Task to complete :: Report how many lines of the records below contain the string "white". Case counts. Reply with the number alone.

Extracted entries ::
+---+

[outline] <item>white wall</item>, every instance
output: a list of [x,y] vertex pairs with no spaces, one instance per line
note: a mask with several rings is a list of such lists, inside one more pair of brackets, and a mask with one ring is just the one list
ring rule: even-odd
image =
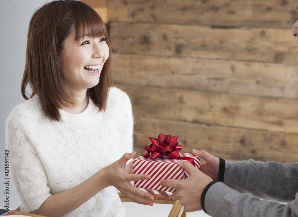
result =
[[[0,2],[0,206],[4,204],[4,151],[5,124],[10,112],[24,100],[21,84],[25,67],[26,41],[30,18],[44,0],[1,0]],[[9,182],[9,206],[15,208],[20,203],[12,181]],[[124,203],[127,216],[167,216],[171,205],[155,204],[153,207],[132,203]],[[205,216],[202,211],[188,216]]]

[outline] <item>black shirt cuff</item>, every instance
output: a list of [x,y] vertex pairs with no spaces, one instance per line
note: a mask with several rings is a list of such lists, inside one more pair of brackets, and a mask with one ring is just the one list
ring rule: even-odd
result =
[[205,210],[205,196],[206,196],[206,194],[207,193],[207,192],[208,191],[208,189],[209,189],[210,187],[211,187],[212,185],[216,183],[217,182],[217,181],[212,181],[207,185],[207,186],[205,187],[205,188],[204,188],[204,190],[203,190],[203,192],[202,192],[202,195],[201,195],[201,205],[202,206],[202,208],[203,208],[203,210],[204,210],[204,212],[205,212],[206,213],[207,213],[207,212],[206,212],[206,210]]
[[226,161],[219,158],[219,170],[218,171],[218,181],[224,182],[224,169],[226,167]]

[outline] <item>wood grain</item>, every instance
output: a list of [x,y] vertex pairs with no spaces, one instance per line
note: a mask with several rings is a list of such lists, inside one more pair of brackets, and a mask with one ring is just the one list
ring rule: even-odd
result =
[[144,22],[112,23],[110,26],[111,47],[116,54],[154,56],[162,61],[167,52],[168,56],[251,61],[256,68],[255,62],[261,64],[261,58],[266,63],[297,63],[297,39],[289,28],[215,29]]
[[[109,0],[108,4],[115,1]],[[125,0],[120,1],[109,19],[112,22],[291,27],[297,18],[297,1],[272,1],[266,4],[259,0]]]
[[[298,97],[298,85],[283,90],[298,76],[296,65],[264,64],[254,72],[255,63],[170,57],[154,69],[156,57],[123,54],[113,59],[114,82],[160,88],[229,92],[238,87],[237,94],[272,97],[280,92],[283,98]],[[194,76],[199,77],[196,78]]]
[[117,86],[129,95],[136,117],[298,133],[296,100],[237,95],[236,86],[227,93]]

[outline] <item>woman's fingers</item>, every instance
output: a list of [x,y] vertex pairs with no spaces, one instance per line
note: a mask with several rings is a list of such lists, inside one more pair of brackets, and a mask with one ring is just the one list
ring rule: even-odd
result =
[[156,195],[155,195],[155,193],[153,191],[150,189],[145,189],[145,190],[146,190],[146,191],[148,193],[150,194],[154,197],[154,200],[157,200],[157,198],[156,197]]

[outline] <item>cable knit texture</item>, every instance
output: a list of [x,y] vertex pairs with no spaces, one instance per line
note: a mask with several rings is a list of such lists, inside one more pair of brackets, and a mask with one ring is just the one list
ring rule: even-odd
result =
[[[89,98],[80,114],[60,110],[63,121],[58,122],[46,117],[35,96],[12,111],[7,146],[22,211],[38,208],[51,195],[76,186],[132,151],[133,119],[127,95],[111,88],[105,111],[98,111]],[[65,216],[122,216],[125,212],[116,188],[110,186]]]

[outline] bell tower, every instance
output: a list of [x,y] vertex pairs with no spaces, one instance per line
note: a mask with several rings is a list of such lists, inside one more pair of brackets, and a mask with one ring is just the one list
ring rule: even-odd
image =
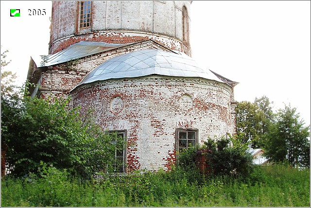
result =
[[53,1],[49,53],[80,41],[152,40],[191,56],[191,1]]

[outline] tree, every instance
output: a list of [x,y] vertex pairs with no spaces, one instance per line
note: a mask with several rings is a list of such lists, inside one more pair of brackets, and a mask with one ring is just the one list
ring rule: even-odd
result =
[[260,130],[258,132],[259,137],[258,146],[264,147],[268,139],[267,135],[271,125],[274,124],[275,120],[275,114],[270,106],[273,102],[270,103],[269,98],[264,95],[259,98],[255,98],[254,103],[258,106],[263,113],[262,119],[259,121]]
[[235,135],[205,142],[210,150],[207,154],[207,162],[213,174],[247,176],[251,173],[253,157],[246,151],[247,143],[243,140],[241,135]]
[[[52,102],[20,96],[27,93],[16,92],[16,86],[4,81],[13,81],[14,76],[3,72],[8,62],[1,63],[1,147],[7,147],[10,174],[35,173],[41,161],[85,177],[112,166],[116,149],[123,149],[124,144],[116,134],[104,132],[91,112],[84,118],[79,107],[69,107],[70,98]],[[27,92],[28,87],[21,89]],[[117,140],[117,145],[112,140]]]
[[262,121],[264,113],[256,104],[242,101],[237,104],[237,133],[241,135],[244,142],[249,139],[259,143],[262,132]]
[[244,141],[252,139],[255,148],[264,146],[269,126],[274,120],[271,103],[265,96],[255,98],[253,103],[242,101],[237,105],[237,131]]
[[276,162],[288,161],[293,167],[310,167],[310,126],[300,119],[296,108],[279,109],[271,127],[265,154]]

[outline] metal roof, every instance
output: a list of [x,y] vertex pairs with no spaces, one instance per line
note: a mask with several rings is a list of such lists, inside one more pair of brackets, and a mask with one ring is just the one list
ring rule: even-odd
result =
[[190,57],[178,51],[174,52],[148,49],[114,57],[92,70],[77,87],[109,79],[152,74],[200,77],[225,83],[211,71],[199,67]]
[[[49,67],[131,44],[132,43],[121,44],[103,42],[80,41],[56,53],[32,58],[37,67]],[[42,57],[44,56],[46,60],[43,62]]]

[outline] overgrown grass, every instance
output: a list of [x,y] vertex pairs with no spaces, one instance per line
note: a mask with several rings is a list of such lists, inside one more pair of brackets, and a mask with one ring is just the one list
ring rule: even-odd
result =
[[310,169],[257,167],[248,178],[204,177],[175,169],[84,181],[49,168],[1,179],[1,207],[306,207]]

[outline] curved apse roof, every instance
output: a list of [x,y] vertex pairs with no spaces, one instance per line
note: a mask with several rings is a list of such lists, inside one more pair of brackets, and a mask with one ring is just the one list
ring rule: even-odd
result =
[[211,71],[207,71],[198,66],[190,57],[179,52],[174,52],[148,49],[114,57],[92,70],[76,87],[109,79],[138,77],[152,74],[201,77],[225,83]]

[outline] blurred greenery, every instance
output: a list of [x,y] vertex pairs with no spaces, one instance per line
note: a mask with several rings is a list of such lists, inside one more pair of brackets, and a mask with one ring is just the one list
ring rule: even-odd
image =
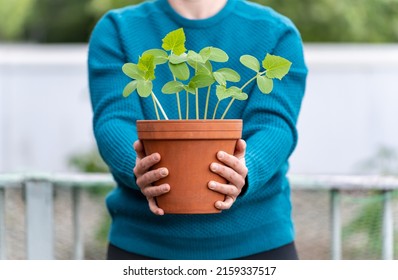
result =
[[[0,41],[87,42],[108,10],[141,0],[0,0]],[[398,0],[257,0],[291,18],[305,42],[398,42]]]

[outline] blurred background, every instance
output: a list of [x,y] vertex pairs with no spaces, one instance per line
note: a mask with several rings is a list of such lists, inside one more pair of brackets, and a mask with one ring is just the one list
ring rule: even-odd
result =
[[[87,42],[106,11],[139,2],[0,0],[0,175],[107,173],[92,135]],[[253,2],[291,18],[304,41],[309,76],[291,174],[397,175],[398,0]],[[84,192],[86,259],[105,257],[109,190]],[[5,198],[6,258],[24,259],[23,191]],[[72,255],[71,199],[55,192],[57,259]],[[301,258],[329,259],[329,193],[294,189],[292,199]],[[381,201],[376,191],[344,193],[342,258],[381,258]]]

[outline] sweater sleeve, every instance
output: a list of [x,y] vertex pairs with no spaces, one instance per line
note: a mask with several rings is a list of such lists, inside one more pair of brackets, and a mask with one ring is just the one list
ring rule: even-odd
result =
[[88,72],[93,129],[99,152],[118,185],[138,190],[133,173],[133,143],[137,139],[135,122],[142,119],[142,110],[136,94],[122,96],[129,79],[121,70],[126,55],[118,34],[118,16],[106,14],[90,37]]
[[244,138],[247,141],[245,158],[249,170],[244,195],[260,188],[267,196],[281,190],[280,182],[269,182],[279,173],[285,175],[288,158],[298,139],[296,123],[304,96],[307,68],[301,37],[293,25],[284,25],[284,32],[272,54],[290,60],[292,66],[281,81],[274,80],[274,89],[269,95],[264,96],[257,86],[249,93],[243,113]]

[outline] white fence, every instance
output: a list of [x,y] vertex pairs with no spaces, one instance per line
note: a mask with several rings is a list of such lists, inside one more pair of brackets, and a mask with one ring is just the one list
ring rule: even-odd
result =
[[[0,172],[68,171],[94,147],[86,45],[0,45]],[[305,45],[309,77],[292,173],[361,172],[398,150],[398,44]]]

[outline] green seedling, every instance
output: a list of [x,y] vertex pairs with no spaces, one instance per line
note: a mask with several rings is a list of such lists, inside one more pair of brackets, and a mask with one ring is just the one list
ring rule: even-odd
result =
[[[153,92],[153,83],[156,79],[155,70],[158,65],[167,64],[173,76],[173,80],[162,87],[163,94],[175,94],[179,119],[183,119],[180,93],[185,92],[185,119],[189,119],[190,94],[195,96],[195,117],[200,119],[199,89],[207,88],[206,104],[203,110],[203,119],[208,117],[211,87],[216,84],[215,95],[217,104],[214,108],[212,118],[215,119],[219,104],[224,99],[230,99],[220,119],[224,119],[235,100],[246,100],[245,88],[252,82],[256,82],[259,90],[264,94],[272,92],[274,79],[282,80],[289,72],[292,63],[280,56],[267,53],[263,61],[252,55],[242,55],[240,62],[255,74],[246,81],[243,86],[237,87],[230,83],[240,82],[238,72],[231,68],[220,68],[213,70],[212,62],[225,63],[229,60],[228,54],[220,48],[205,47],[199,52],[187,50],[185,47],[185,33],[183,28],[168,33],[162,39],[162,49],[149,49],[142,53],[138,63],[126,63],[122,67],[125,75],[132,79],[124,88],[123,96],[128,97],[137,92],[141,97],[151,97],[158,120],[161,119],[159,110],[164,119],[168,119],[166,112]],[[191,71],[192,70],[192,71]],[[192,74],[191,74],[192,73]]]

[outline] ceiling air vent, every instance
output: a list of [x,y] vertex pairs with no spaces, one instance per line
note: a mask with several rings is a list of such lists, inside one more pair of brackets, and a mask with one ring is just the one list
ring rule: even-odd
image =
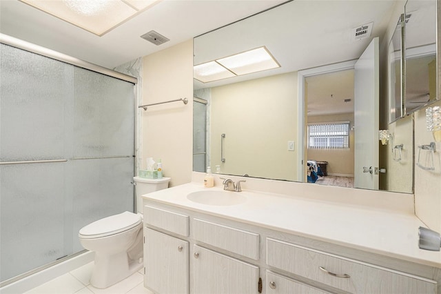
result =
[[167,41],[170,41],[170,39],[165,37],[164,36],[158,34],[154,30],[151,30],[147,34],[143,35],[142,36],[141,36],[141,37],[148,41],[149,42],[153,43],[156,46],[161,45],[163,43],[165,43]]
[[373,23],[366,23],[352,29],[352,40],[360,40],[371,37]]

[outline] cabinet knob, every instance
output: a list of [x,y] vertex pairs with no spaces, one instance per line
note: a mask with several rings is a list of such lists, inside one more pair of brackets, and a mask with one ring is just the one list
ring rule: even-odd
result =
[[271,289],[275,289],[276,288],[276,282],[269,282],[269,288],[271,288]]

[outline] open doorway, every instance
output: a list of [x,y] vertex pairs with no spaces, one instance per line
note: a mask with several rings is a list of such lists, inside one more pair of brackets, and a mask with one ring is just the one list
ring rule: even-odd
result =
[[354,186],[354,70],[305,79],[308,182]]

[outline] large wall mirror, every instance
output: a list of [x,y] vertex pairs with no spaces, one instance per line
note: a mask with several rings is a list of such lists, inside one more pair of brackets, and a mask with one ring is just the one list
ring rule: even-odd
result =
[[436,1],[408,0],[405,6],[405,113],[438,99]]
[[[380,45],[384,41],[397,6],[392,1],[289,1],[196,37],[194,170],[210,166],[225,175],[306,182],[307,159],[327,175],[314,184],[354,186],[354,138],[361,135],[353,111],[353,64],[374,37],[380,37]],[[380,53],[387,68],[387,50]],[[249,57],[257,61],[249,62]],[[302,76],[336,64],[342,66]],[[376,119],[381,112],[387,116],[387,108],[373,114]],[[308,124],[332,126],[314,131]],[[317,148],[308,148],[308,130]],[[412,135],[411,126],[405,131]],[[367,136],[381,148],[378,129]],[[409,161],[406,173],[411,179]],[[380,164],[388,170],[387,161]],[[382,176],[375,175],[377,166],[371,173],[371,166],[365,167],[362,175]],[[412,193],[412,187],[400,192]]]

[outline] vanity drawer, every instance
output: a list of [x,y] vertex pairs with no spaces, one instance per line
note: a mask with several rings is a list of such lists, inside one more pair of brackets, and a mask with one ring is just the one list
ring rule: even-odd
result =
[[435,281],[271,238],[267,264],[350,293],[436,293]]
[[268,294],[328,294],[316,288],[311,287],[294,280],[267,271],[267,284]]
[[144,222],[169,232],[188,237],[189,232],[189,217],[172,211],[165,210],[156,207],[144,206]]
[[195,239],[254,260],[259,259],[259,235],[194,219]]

+---+

Exercise result :: 2